Work required:
Copy out every one of the records below, reproducing each line word for word.

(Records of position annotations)
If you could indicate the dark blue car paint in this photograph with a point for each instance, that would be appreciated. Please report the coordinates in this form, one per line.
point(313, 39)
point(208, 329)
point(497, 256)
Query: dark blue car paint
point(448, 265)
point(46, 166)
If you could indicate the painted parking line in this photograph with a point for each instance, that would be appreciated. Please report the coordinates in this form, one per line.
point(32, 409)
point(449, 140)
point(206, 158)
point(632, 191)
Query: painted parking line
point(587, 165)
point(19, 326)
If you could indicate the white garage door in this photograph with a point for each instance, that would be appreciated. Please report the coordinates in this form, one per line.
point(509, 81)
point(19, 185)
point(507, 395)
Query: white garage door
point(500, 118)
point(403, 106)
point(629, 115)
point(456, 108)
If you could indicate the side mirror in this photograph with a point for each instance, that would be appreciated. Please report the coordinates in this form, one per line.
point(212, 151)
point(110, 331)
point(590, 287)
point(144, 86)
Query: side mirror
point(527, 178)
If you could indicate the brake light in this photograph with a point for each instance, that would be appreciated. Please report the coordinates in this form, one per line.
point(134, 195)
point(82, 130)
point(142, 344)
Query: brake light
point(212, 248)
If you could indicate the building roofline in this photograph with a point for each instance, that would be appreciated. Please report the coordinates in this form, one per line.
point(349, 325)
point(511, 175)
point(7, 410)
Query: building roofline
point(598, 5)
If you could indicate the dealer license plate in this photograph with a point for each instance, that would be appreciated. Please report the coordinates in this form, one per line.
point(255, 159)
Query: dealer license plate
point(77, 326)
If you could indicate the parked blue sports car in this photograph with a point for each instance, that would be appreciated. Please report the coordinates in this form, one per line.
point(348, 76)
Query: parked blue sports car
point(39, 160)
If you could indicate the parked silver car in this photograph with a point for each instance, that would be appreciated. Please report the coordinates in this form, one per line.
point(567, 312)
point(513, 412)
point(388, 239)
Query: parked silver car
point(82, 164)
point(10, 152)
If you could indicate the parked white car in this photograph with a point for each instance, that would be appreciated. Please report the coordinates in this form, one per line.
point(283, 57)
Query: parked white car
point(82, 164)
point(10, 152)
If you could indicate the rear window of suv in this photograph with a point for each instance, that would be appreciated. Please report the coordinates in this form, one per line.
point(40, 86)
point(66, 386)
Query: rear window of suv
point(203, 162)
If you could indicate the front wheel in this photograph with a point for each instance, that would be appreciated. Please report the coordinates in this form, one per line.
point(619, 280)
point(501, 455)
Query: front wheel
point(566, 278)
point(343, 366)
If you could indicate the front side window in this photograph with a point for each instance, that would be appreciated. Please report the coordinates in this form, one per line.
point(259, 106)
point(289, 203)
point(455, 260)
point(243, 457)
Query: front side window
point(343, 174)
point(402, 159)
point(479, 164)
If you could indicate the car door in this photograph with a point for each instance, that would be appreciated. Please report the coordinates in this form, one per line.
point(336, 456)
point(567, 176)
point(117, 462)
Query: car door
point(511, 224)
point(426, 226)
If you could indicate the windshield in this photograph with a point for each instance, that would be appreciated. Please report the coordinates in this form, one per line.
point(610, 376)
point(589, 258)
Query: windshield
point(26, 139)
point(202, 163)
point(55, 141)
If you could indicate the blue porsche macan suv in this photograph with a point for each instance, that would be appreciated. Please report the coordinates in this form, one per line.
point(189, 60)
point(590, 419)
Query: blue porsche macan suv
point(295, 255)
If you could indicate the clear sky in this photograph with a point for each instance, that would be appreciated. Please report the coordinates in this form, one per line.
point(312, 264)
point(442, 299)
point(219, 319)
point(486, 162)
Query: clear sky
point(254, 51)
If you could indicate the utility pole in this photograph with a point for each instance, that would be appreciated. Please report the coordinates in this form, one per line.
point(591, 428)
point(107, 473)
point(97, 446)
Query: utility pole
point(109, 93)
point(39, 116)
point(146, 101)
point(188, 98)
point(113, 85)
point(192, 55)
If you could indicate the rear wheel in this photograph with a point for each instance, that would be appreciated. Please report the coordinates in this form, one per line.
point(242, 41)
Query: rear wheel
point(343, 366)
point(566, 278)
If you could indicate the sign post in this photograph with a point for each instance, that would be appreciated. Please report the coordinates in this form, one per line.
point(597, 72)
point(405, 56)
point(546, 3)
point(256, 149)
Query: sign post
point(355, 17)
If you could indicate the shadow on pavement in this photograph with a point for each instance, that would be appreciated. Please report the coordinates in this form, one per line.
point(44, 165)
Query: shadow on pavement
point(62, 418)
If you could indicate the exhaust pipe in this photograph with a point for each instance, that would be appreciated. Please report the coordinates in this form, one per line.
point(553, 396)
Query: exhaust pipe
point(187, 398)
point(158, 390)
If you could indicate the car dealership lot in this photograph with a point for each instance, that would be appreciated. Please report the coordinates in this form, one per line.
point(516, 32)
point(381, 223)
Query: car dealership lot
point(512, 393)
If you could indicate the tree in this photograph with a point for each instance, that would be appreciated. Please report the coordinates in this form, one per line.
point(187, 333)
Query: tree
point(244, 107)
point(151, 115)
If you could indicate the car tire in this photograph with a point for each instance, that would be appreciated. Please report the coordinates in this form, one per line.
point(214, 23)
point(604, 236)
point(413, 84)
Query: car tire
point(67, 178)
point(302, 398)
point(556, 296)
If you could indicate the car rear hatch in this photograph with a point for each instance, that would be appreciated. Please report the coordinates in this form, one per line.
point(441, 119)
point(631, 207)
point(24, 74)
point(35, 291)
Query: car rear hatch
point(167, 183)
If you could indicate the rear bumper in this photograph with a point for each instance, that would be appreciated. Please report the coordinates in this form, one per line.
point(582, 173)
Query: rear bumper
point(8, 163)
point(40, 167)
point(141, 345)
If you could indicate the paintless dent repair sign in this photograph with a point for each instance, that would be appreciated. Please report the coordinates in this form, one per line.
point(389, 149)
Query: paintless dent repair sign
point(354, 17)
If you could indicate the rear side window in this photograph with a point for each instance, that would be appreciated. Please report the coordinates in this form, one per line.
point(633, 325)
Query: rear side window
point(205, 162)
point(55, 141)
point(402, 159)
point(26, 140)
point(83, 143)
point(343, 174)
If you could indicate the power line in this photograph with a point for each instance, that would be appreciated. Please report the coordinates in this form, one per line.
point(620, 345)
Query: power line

Task answer:
If you could indicate the dark blue car paint in this photograph with a point for each instance, that would be appreciated. Please report the coordinates in this form, one per line.
point(313, 39)
point(208, 329)
point(497, 256)
Query: dark blue car paint
point(448, 265)
point(46, 166)
If you could indicate the painted parking line in this photograph with a point for each instance, that would be appreciated. Please report the coordinates in this form, one per line.
point(32, 409)
point(449, 140)
point(206, 158)
point(632, 191)
Query: painted parking line
point(587, 165)
point(19, 326)
If you could indicate the white garage door in this photograph with a point for each instance, that would be appreciated. Please report the coordinates in this form, one per line.
point(509, 81)
point(19, 185)
point(507, 395)
Query: white garage door
point(500, 118)
point(403, 106)
point(629, 115)
point(456, 108)
If you could indicate the side mirror in this photograph with a point for each instance, that would be appreciated. Please report the coordinates in this form, one per line.
point(212, 151)
point(110, 331)
point(590, 287)
point(144, 86)
Query: side mirror
point(527, 178)
If you could indicate the brake light in this photograph with a point for each instance, that would be appreciated. Please report the coordinates in this form, one per line.
point(134, 195)
point(82, 130)
point(142, 344)
Query: brake light
point(212, 248)
If you could indicate the building roofline in this photograph with a point for each instance, that would be appreciated. Please report the coordinates in this form, one per line.
point(349, 325)
point(511, 175)
point(7, 410)
Query: building roofline
point(598, 5)
If you could indicate the dealer license plate in this photograph with a point for each instance, that would be appreciated. Please report the coordinates in this form, one per line.
point(255, 159)
Query: dealer license plate
point(77, 326)
If you could indicate the parked blue sports car in this photograph with a point for each instance, that would be appreciated. Please report the coordinates in this form, one per line.
point(348, 76)
Query: parked blue sports car
point(39, 160)
If you could indicate the parked silver car in this photograph with a point for each instance, that would be appreciated. Please report the coordinates in this form, one per line.
point(567, 312)
point(513, 412)
point(388, 239)
Query: parked silver car
point(82, 164)
point(10, 152)
If you could indicate the parked white car in this photograph with a point for each instance, that would be appreciated. Please report the coordinates in this form, one per line.
point(283, 57)
Query: parked white car
point(82, 164)
point(10, 152)
If you could indicate the rear window of suv in this photograph with a point for each instance, that would be appreciated. Please report the coordinates in this form, one per line.
point(40, 86)
point(66, 386)
Query: rear window of suv
point(203, 162)
If you could indicate the front wheel in this photograph with a point for each instance, that would be appreciated. Please report the coordinates in this form, one per line.
point(619, 280)
point(501, 455)
Query: front wheel
point(566, 278)
point(343, 366)
If you could indicate the front side window in this photograph with a point for each instance, that would be appreciated. Please report the coordinates in this form, one per line.
point(259, 106)
point(289, 203)
point(455, 260)
point(243, 457)
Query: front side window
point(343, 174)
point(402, 159)
point(479, 164)
If you could indicate the car door in this photograph with a point for each instance, that would be appreciated. Please report the coordinates in this form, one per line.
point(336, 456)
point(567, 176)
point(117, 462)
Query: car door
point(511, 224)
point(426, 226)
If you could indicate the windshield in this photograph with a point for each instance, that would be appreciated. Please report the coordinates in this form, one per line.
point(610, 376)
point(589, 258)
Query: windshield
point(26, 139)
point(202, 163)
point(55, 141)
If you could indicate the blue porsche macan suv in this photograph with a point for each instance, that would be appreciated. Please report the coordinates in this form, one per line.
point(189, 60)
point(590, 419)
Query: blue porsche macan suv
point(295, 255)
If you could indicate the clear sky in this photograph with a point for each instance, that would be appreciated. Please report the coordinates in this form, one per line.
point(312, 264)
point(442, 299)
point(219, 319)
point(486, 162)
Query: clear sky
point(254, 51)
If you could indicate the utility pole in this photograph with a point for each instance, that would be appreciated. Please report the coordinates in this form, one per line.
point(591, 428)
point(107, 473)
point(97, 446)
Query: utility pole
point(109, 93)
point(39, 116)
point(146, 101)
point(188, 98)
point(113, 85)
point(192, 55)
If you could indicate the rear wheel in this photograph with a point for each instance, that would be appreciated. Please report the coordinates in this form, one per line.
point(242, 41)
Query: rear wheel
point(343, 366)
point(566, 278)
If you could indicate the sign post in this photograph with a point for each instance, that would be appreciated. Please report the coordinates in this form, one per line.
point(597, 72)
point(405, 56)
point(546, 3)
point(256, 149)
Query: sign post
point(355, 17)
If you could indicate the shadow on pavement in this photograph with a point for each instance, that would be appreciated. Please report the coordinates in this form, one per line.
point(44, 165)
Query: shadow on pavement
point(62, 418)
If you could indicate the exhaust pipe in this photograph with a point for each instance, that would be appreciated. Please report the coordinates in this form, one per line.
point(553, 396)
Query: exhaust pipe
point(187, 398)
point(158, 390)
If you could indicate the car dealership lot in this photograph with a point for each instance, that would be appreciated. Please report the coordinates in this form, one per line.
point(516, 32)
point(381, 223)
Query: car dealership lot
point(512, 393)
If you could indicate the tree in this photograph with a point for each instance, that would be appreciated. Please report the coordinates in this form, one per line.
point(187, 333)
Query: tree
point(244, 107)
point(151, 115)
If you could indicate the car tire in this photograph with a point for each instance, that would be appreciated. Please report the coordinates in this form, one per line.
point(214, 23)
point(604, 236)
point(413, 84)
Query: car tire
point(67, 178)
point(302, 398)
point(556, 296)
If you could indicate the car rear hatch in this photograph with a point for each instance, that would be appreciated. Please report the coordinates in this form, one per line.
point(441, 119)
point(631, 207)
point(24, 74)
point(35, 291)
Query: car rear hatch
point(167, 183)
If you could indicate the rear bumper in this photograph with a point for each instance, that would be appreciated. Please report the coordinates in this form, one per line.
point(582, 173)
Query: rear bumper
point(8, 163)
point(40, 167)
point(141, 345)
If you could indicate the paintless dent repair sign in this photograph with a point for each instance, that would be appreciated. Please report the coordinates in this form, one per line.
point(389, 149)
Query: paintless dent repair sign
point(354, 17)
If you could indicate the rear side window in this photograph with a point for each instance, that would be appreciated. Please report the coordinates in this form, one per line.
point(633, 325)
Query: rear side window
point(205, 162)
point(55, 141)
point(402, 159)
point(26, 140)
point(83, 143)
point(343, 174)
If you could indicate the power line in this photograph with a point for each instance, that would be appreciated. Please report the coordinates in this form, one per line.
point(620, 345)
Query: power line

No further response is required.